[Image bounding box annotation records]
[start]

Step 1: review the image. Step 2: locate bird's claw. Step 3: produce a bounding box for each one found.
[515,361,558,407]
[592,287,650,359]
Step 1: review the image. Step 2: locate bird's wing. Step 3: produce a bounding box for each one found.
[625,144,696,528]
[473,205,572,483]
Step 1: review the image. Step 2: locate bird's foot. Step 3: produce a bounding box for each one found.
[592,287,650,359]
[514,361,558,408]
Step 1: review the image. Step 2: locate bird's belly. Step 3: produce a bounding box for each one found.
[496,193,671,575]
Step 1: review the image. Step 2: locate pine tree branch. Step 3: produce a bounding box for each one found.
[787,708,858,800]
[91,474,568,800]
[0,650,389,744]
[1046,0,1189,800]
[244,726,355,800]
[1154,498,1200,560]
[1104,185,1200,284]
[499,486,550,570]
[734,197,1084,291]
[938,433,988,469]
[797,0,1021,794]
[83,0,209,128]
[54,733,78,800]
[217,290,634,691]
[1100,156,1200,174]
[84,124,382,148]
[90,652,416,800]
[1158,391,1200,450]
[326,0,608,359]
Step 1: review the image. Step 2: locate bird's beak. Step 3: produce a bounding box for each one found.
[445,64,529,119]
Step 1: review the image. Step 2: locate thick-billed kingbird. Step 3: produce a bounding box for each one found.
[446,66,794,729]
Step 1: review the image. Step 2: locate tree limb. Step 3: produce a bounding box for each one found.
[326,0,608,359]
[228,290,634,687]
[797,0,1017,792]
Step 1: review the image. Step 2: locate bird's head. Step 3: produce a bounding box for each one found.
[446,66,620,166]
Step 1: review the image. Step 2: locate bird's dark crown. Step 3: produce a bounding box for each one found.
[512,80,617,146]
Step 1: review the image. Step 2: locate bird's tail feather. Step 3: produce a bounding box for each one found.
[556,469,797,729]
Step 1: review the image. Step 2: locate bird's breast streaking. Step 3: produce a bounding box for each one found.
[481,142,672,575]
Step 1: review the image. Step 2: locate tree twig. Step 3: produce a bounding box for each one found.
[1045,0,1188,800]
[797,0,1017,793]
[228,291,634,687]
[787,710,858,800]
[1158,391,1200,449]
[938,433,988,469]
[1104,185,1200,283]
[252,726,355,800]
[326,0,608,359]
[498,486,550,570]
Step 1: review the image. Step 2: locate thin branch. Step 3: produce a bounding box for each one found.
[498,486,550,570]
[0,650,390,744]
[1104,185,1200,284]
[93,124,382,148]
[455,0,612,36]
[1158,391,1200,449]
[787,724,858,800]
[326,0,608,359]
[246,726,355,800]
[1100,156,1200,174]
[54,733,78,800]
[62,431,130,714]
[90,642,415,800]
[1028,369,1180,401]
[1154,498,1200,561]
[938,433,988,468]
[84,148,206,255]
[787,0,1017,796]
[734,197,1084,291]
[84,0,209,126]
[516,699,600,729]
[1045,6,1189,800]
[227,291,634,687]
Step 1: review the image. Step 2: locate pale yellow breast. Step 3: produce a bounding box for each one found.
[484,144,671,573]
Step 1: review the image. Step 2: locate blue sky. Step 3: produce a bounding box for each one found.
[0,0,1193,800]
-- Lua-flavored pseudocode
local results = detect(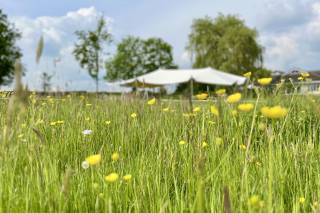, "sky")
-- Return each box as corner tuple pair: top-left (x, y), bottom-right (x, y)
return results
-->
(0, 0), (320, 91)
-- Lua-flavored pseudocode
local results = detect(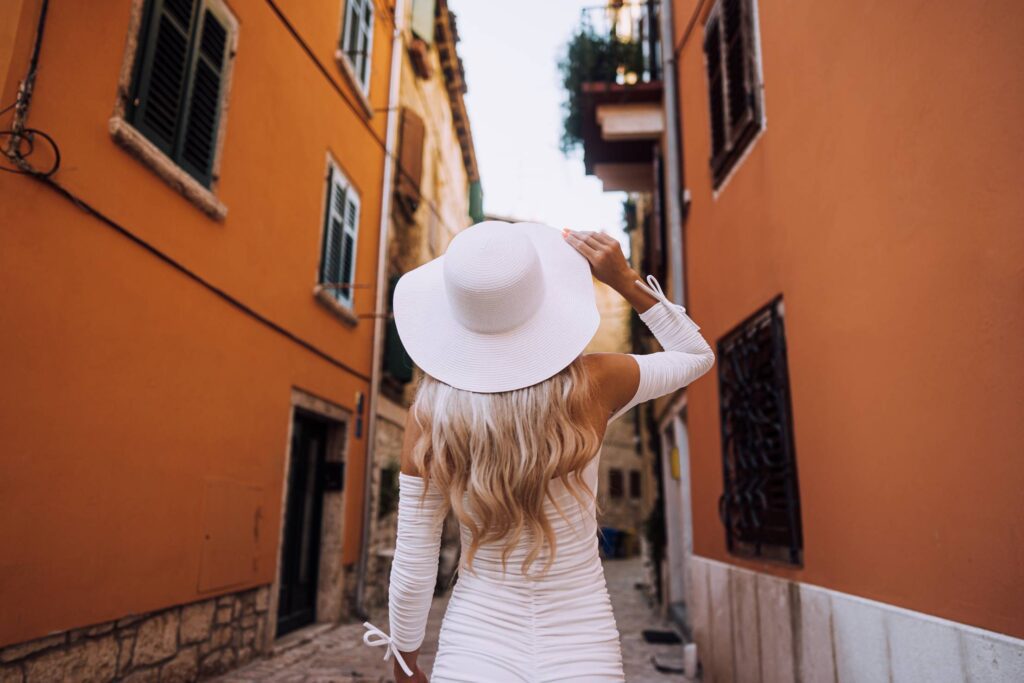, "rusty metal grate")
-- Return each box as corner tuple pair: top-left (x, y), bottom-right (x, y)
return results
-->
(718, 297), (803, 565)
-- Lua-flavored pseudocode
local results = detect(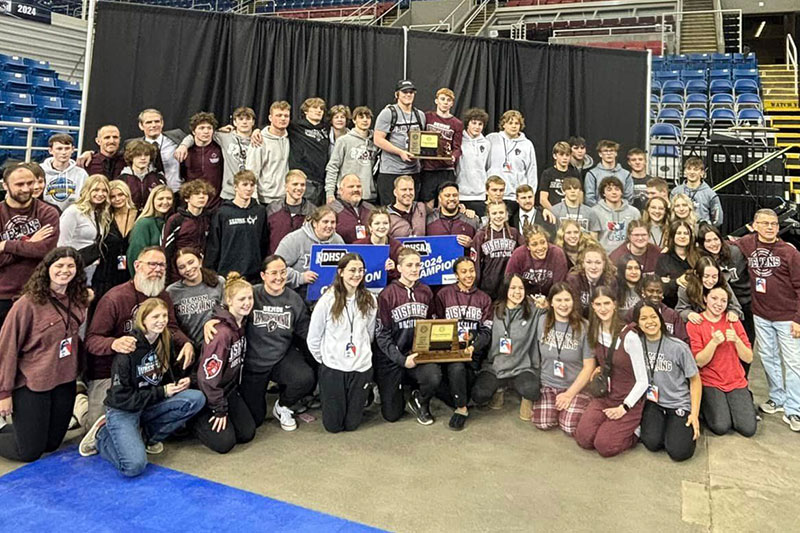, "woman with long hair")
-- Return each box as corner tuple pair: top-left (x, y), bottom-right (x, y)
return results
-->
(429, 257), (492, 431)
(617, 254), (642, 316)
(0, 247), (89, 462)
(92, 180), (137, 302)
(167, 248), (225, 353)
(472, 202), (525, 300)
(633, 302), (703, 461)
(127, 185), (174, 276)
(553, 219), (592, 268)
(642, 196), (670, 249)
(194, 272), (256, 453)
(308, 253), (378, 433)
(575, 287), (648, 457)
(686, 287), (756, 437)
(675, 255), (742, 324)
(78, 298), (206, 477)
(656, 220), (698, 308)
(472, 274), (542, 421)
(531, 282), (596, 435)
(567, 242), (617, 317)
(58, 174), (111, 286)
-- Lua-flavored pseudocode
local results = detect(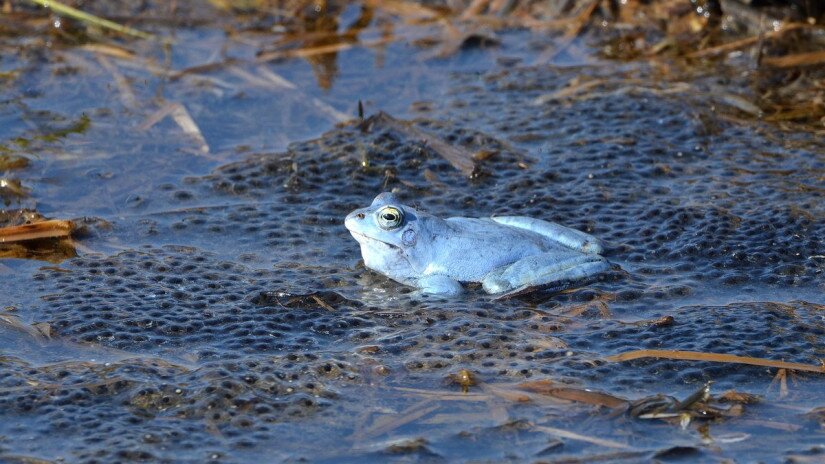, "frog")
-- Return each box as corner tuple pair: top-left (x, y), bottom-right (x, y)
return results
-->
(344, 192), (611, 298)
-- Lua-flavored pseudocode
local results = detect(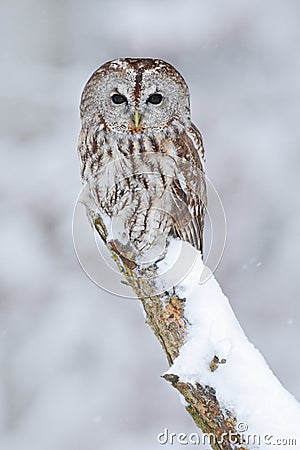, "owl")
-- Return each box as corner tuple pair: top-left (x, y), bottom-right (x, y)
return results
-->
(78, 58), (207, 263)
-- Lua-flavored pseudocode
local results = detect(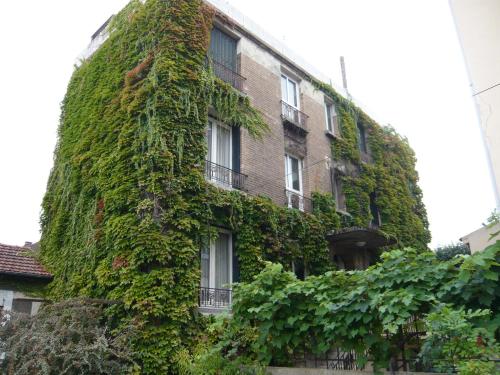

[end]

*OBJECTIVE*
Find each line in the entries above that contains the string "branch", and copy every one of those lines.

*EXPECTED ANSWER*
Step 1: review the image. Step 2: locate pine tree branch. Step 3: produce a bounding box for each one found.
Step 1: review the image. Step 2: locate thin branch. Step 3: produce a bounding box for each one found.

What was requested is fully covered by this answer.